*** EXERCISE PASSAGE Section Begins ***
Observations of the David Lam campus neighbourhood during COVID-19
By Jerrison Oracion, Senior Columnist
The Lower Mainland is currently in Phase 3 of BC’s Restart Plan and things are kind of getting back to normal. While elementary schools, middle schools, and high schools will be open when school is back on September 8, most post-secondary institutions, including Douglas College, will not have in-person sessions and classes will be held online (likely through Zoom). It is also possible that the Other Press staff meetings will also happen through Zoom this year.
As the pandemic progresses, more activity has started to occur in the neighbourhood of the David Lam campus—more businesses and restaurants have reopened and eased safety precautions since the beginning of Phase 3. Most of the time that I have been in the neighbourhood, the atmosphere in the New West campus has also been like that.
The David Lam campus will still be open but student services (including financial aid), the registrar’s office, CEIT, counselling, and the library will not be offered in-person. Services will be available through the college’s website or via phone and email. In the library, there are a lot of digital resources available, including streaming services with access to documentaries and educational material.
*** EXERCISE PASSAGE Section Ends ***
▶ ACTIONS TO TAKE
- 1) According to the article about the David Lam campus during COVID-19, on what date is school back?
- 2) In the article about the David Lam campus during COVID-19, write out the passage from "Observations of the" up to and including "been like that.", substituting "cafés" for "restaurants".
- 3) Proceed with the article about the David Lam campus during COVID-19 from the point where the text stops.
The material after this point comes from a separate source.
*** RECORDED INFORMATION Section Begins ***
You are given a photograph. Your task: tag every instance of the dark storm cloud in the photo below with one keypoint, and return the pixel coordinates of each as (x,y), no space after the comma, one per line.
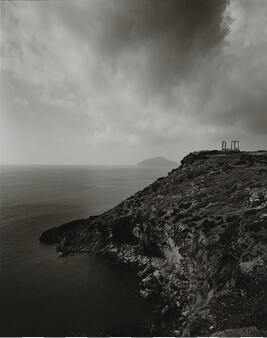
(145,74)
*** RECORDED INFORMATION Section Ends ***
▶ RESPONSES BY ITEM NUMBER
- 1) September 8

- 2)
Observations of the David Lam campus neighbourhood during COVID-19
By Jerrison Oracion, Senior Columnist
The Lower Mainland is currently in Phase 3 of BC’s Restart Plan and things are kind of getting back to normal. While elementary schools, middle schools, and high schools will be open when school is back on September 8, most post-secondary institutions, including Douglas College, will not have in-person sessions and classes will be held online (likely through Zoom). It is also possible that the Other Press staff meetings will also happen through Zoom this year.
As the pandemic progresses, more activity has started to occur in the neighbourhood of the David Lam campus—more businesses and cafés have reopened and eased safety precautions since the beginning of Phase 3. Most of the time that I have been in the neighbourhood, the atmosphere in the New West campus has also been like that.

- 3)
Coquitlam Centre is not as busy as it used to be during this time considering the safety precautions in place to maintain social distancing. When going around the mall, you have to walk on the right side, and it is recommended that you wear a mask. You are even encouraged to wear a mask in the washroom!
Some food places are open for takeout while Ricky’s is open with reduced seating at 50 percent capacity. On the topic of food, most restaurants are open for dine-in, depending on whether the restaurant can operate safely with the safety precautions developed by WorkSafe BC and BC Provincial Health Officer Dr. Bonnie Henry. For example, half of the Bubble World near the campus is used for dining in and the other half is converted into a waiting area for takeout—which has a lot of space and is comfortable. At Snowy Village, the entire dining area is empty to allow customers to have space while waiting to get their shaved ice and OZ Korean Cuisine (which is a few blocks away) is still open for takeout if you like to eat Korean fried chicken. In the case of C-Lovers Fish and Chips, the all-you-can-eat option is not available and meals are only available through takeout. Although Starbucks has safety precautions in place, it can get busy because of the warm weather outside. And they do “Happy Hour,” depending on the size of the location.
Parks near campus, including Town Centre Park, are open. They offer a large space and you can do a lot of active things as long as you participate in social distancing. Most of the David Lam campus neighbourhood is back in business, it seems.